***** Blok Teks
Kamis, 07 Juli 2011

Desentralisasi Dalam Kerangka Otonomi Daerah Di Indonesia

Kata Pengantar

Makalah ini berjudul Pelaksanaan Desentralisasi Dalam Kerangka Otonomi Daerah Di Indonesia yang diajukan dalam Tugas Akhir Matakuliah Ekonomi Regional. Makalah ini jauh dari sempurna, oleh karena itu semua tanggapan, saran-saran kami ucapkan terima kasih guna perbaikan dikemudian. Harapan kami kiranya makalah ini dapat menambah pengetahuan dan wawasan bagi kita tentang pelaksanaan Otonomi Daerah di Indonesia. Semoga niat baik kita semua mendapat rahmat dari Tuhan Yang Maha Esa. Amin.

Penulis.
**********
***** Baris Data
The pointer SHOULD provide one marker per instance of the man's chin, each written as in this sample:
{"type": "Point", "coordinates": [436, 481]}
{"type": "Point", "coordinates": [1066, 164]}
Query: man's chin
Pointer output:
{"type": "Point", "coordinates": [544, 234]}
**********
* **Tugas yang Diberikan**
Salin persis bagian kata pengantar tentang desentralisasi di atas, mulai dari "Kata Pengantar" sampai dengan "Maha Esa. Amin.".

* **Hasil Pengerjaan Tugas**
Kata Pengantar

Makalah ini berjudul Pelaksanaan Desentralisasi Dalam Kerangka Otonomi Daerah Di Indonesia yang diajukan dalam Tugas Akhir Matakuliah Ekonomi Regional. Makalah ini jauh dari sempurna, oleh karena itu semua tanggapan, saran-saran kami ucapkan terima kasih guna perbaikan dikemudian. Harapan kami kiranya makalah ini dapat menambah pengetahuan dan wawasan bagi kita tentang pelaksanaan Otonomi Daerah di Indonesia. Semoga niat baik kita semua mendapat rahmat dari Tuhan Yang Maha Esa. Amin.